[Records from a data source]
_ _ _ _ _ _ _
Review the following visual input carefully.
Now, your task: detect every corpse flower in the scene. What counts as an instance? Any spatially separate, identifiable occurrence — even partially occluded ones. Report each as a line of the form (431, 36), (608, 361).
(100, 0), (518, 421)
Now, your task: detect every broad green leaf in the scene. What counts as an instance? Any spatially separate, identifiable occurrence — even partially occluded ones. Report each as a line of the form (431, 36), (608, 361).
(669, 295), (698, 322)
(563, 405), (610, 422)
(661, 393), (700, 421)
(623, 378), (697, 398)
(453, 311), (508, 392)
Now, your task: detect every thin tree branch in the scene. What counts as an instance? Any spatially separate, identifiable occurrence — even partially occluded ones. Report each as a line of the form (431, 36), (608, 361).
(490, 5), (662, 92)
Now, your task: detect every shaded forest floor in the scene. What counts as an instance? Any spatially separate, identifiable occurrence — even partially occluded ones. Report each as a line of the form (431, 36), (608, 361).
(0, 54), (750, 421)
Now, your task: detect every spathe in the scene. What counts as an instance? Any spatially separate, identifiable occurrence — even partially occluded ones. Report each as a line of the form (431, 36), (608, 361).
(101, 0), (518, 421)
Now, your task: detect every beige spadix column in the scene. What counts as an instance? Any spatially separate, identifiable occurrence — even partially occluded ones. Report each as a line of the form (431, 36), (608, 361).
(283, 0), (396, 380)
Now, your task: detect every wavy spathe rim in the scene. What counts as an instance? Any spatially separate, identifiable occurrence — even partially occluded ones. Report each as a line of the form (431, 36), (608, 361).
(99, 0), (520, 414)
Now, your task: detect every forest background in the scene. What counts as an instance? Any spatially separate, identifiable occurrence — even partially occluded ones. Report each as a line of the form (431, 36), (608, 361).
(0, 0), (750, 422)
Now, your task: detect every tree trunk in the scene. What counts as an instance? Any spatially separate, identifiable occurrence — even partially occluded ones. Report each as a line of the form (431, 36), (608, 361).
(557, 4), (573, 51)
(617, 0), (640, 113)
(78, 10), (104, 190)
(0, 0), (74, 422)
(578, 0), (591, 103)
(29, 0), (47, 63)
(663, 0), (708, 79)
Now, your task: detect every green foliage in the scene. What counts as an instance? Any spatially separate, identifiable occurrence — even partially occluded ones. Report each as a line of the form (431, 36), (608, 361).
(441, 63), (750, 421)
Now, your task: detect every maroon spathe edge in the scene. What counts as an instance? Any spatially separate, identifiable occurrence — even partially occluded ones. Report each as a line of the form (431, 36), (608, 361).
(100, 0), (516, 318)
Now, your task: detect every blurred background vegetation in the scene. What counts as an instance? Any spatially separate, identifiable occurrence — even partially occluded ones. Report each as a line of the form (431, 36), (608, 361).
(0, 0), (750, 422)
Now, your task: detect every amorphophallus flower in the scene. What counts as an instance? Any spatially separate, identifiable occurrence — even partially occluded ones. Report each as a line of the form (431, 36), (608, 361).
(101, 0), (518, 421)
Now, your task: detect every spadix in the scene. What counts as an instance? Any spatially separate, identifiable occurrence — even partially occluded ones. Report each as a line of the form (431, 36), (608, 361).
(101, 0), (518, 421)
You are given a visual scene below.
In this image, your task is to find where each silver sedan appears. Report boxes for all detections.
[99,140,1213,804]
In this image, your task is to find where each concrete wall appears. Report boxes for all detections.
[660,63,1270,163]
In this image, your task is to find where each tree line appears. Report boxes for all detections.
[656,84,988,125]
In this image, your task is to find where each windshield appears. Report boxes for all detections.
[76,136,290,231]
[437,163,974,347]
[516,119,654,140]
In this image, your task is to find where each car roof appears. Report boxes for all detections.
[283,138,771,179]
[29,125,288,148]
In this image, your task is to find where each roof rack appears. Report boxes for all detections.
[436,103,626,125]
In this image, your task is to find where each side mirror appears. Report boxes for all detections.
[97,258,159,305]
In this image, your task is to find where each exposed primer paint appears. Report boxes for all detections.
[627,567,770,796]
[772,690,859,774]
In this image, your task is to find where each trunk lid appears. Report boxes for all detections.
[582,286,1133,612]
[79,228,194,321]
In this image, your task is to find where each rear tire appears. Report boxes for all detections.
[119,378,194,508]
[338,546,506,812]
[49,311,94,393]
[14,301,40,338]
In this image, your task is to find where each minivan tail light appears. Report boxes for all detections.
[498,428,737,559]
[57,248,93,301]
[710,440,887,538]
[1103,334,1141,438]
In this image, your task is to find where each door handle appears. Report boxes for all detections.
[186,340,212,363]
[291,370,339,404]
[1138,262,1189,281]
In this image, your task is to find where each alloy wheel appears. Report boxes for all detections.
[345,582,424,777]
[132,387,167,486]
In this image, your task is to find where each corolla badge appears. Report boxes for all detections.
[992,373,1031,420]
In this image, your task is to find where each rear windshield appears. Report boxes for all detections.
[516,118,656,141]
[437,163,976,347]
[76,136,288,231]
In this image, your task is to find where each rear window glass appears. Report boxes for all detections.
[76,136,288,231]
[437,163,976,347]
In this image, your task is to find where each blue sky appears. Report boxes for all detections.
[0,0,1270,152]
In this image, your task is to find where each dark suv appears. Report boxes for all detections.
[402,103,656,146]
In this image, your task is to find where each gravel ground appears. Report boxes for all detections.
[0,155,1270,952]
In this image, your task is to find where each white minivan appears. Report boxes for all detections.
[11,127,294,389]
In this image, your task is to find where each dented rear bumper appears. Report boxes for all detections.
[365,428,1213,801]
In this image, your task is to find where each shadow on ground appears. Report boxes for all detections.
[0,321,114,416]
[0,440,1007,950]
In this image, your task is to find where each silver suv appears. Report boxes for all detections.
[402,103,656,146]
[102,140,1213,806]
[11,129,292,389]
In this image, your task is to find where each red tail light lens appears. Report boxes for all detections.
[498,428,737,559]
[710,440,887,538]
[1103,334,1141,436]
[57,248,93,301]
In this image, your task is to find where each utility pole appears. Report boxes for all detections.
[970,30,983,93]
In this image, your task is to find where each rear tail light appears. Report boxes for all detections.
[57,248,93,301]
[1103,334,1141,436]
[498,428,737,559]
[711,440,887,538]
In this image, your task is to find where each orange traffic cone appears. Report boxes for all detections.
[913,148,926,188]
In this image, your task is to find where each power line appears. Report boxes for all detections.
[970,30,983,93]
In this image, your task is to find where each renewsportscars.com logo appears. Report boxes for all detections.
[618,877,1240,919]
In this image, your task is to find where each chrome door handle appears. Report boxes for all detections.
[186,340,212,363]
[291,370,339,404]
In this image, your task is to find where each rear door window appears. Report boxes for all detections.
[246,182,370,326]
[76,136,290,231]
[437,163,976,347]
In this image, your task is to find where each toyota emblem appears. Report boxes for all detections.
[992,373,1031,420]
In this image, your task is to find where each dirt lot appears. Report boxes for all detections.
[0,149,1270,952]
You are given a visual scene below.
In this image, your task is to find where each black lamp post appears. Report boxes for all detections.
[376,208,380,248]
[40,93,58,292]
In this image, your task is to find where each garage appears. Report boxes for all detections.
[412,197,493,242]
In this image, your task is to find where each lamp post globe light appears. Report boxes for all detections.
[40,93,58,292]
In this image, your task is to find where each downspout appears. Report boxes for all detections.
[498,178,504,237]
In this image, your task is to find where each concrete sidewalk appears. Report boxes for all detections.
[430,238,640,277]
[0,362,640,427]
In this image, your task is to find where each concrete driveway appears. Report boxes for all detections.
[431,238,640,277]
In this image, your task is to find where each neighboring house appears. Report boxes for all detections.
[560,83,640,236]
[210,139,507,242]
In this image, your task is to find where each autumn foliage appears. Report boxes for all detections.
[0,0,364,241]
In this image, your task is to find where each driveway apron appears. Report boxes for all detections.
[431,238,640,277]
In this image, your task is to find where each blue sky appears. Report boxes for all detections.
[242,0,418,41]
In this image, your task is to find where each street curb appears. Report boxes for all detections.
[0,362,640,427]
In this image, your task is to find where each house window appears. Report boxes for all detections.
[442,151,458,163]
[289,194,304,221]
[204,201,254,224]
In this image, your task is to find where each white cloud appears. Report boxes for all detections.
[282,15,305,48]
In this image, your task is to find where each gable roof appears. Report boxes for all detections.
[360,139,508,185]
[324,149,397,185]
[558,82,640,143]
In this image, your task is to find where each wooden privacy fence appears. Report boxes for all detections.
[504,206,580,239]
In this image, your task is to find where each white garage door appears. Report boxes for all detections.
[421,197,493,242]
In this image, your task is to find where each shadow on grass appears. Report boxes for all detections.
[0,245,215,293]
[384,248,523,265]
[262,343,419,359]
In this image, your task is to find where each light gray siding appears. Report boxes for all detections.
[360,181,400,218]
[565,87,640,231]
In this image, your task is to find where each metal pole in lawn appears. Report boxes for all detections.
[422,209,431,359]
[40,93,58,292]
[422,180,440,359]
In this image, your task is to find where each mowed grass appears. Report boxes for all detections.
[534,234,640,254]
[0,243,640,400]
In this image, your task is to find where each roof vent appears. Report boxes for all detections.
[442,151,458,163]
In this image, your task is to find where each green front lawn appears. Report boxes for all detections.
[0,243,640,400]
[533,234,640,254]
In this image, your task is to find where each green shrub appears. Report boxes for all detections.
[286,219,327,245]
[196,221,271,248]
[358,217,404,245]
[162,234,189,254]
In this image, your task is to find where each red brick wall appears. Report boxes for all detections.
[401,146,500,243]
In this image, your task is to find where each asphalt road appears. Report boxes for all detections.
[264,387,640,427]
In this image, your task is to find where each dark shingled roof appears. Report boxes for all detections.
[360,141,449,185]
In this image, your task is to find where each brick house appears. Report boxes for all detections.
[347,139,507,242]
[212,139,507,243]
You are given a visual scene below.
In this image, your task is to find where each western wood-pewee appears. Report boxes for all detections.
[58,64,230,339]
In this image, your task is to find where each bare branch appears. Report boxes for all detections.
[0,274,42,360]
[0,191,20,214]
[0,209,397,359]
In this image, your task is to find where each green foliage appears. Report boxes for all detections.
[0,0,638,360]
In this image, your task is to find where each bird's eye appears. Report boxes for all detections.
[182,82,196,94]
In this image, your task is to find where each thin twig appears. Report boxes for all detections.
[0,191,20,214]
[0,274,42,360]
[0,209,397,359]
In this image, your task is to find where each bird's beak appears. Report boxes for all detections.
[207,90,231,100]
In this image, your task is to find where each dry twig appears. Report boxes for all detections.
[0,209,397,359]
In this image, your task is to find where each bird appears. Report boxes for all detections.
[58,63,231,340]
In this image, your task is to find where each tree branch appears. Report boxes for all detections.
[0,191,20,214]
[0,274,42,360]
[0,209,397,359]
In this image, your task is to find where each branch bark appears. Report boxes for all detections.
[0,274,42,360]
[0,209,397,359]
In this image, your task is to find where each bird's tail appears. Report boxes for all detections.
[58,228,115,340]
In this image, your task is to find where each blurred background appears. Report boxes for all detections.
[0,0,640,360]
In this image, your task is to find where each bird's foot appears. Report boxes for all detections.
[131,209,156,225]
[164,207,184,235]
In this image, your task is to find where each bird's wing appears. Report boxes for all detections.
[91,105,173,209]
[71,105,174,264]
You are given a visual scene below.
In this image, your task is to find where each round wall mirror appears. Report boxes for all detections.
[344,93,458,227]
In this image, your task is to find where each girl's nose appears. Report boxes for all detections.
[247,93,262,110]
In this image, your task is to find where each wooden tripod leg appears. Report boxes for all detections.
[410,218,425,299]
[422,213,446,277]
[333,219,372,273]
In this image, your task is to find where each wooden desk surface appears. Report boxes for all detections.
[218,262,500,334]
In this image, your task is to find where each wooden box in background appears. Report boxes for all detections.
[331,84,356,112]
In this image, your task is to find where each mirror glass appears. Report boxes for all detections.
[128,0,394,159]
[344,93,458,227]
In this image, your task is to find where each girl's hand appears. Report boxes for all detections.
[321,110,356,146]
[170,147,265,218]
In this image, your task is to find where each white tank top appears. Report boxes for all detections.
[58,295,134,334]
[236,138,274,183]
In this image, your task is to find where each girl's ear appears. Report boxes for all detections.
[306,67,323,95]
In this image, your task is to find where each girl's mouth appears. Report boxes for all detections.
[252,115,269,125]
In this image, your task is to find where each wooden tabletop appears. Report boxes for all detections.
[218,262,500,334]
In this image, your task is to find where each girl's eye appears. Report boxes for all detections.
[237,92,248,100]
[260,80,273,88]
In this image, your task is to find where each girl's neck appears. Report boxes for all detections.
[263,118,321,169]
_ _ _ _ _ _ _
Repeat the lines of the entries from the one containing "In this image, your task is to find where each utility" through the one containing "[498,178,504,237]", both included.

## THE RESPONSE
In this image, your task is to find where each utility pole appears. Report boxes for all detections.
[970,30,983,93]
In this image, your task is to find where each rear tail light appears. Report boxes for all detections.
[57,248,93,301]
[1103,334,1141,436]
[498,428,737,559]
[711,440,887,538]
In this image, your task is to find where each orange traffic cone appears. Report boxes for all detections.
[913,148,926,188]
In this image, your task is to find where each power line appears. Report boxes for all detections.
[970,30,983,93]
In this image, your task is to find where each renewsportscars.com logo appears. Report boxes for all detections.
[618,877,1240,919]
In this image, your task is to find where each chrome door handle appears. Report boxes for all detections.
[186,340,212,363]
[291,370,339,404]
In this image, your task is to find where each rear door window appears. Report boxes for all detections.
[246,182,370,326]
[76,136,290,231]
[437,163,976,347]
In this image, your task is to find where each toyota emblem appears. Report boxes for all detections.
[992,373,1031,420]
In this image, your task is to find where each dirt lot appears. Report boxes for all detections.
[0,149,1270,952]
You are given a visual scene below.
In this image, your task is to find where each black lamp post appears. Report boxes for all detections.
[376,208,380,248]
[40,93,58,292]
In this image, your task is to find where each garage appears. Report boxes for all detections.
[412,197,493,242]
In this image, your task is to find where each lamp post globe light appears. Report boxes for all detections.
[40,93,58,292]
In this image, your task is to find where each downspout appears. Report boxes for all detections.
[498,178,504,237]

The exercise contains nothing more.